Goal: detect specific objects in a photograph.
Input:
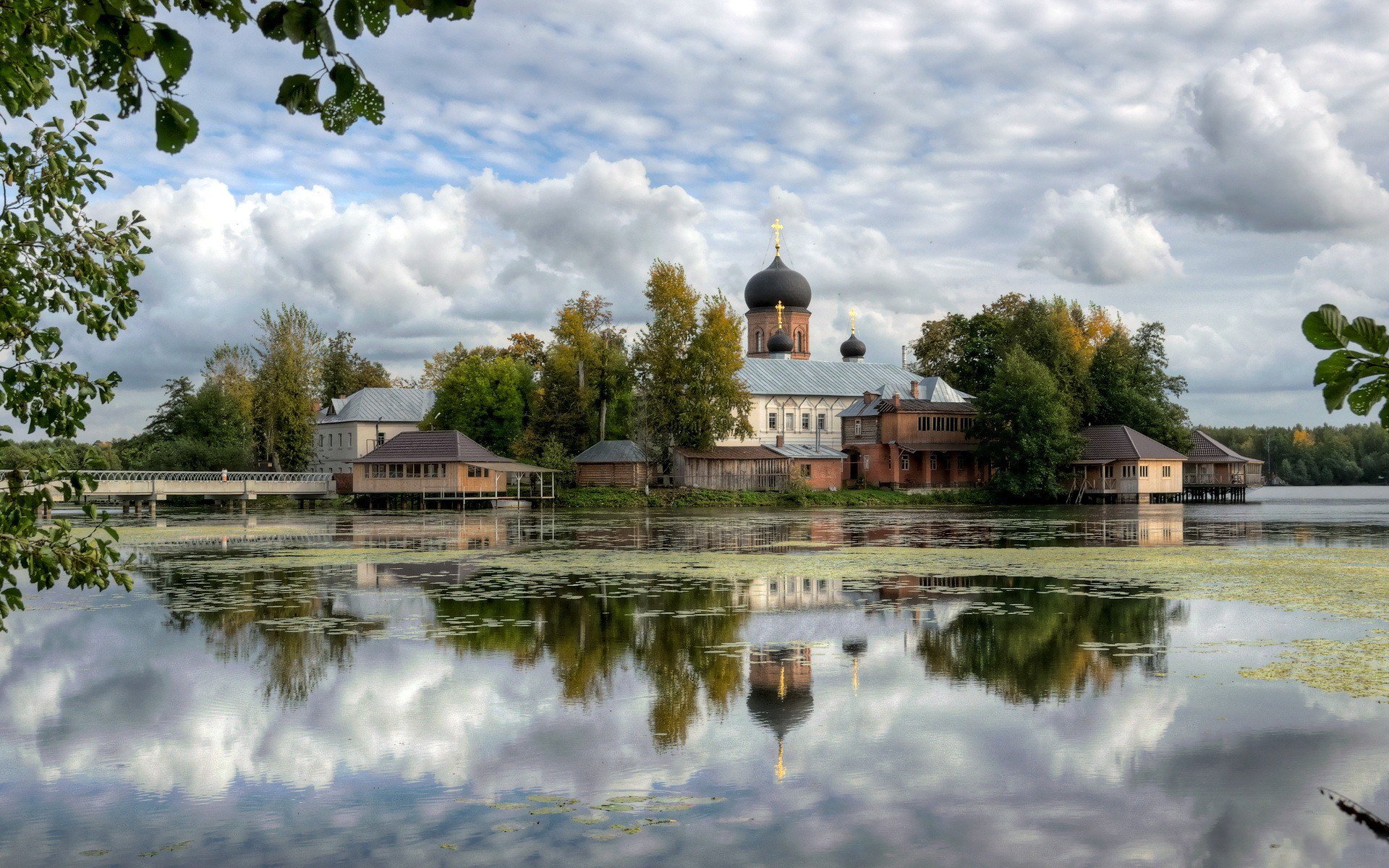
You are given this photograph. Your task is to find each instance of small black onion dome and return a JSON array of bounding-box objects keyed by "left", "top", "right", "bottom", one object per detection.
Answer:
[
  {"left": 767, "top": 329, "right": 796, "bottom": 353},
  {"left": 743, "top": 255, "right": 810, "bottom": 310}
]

########

- Given task -
Write out the records above word for word, omitting the pictures.

- Exercise response -
Goal: detect specific objects in a photograph.
Input:
You are given this photograph. Your task is to find each instance of small black onion dome and return a JSON array of bounding-box objects keyed by "left", "top", "right", "bottom", one object per detection.
Answer:
[
  {"left": 767, "top": 329, "right": 796, "bottom": 353},
  {"left": 743, "top": 255, "right": 810, "bottom": 310}
]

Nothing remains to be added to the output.